Extracted records
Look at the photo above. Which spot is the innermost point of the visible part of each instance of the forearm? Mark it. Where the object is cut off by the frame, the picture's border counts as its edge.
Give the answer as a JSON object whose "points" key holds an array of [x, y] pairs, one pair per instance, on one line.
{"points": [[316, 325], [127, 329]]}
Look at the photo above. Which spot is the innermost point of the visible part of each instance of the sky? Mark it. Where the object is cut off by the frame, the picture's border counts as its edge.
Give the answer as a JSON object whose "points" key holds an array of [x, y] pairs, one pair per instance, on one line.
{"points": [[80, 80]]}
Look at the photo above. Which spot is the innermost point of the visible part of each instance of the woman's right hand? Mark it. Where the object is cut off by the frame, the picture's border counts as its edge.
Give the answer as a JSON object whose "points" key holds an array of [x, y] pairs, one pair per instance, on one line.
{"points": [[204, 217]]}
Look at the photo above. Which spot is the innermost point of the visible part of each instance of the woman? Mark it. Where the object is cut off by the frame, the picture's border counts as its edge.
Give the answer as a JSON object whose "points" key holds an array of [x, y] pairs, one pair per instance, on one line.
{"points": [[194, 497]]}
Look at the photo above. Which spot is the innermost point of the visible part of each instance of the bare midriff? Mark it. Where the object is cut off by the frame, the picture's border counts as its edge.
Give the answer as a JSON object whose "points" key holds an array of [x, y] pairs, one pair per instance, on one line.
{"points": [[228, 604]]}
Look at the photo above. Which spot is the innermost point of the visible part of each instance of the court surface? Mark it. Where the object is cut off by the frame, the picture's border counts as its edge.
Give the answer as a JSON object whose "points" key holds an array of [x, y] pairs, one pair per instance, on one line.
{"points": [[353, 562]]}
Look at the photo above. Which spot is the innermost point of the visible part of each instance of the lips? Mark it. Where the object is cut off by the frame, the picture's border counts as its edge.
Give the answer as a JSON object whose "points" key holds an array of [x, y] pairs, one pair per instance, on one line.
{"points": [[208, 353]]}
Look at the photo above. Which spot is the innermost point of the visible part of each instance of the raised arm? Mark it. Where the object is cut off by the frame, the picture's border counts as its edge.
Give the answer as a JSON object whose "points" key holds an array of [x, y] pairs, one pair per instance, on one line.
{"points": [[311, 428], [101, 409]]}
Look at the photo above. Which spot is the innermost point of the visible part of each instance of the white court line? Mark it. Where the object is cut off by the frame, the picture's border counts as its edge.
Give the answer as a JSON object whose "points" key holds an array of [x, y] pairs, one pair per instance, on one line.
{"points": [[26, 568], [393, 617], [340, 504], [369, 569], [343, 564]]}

ACTIVITY:
Reproduce exactly, please, only the lines from the start of the data above to the line that contains "of the sky?", with both ends kept.

RESPONSE TO THIS EXERCISE:
Look at the photo above. Which spot is the innermost point of the visible part of each instance of the forearm? Mark it. Where the object is cut off by the frame, the picture's border counts as its edge.
Give the answer as a JSON object whose "points" key holds an array of [x, y] pairs, one pair per instance, on one line.
{"points": [[316, 325], [127, 329]]}
Look at the photo above. Which spot is the innermost point of the visible part of each instance of the sky? Mark it. Where the object is cut off by the frame, the picture's border counts as its edge.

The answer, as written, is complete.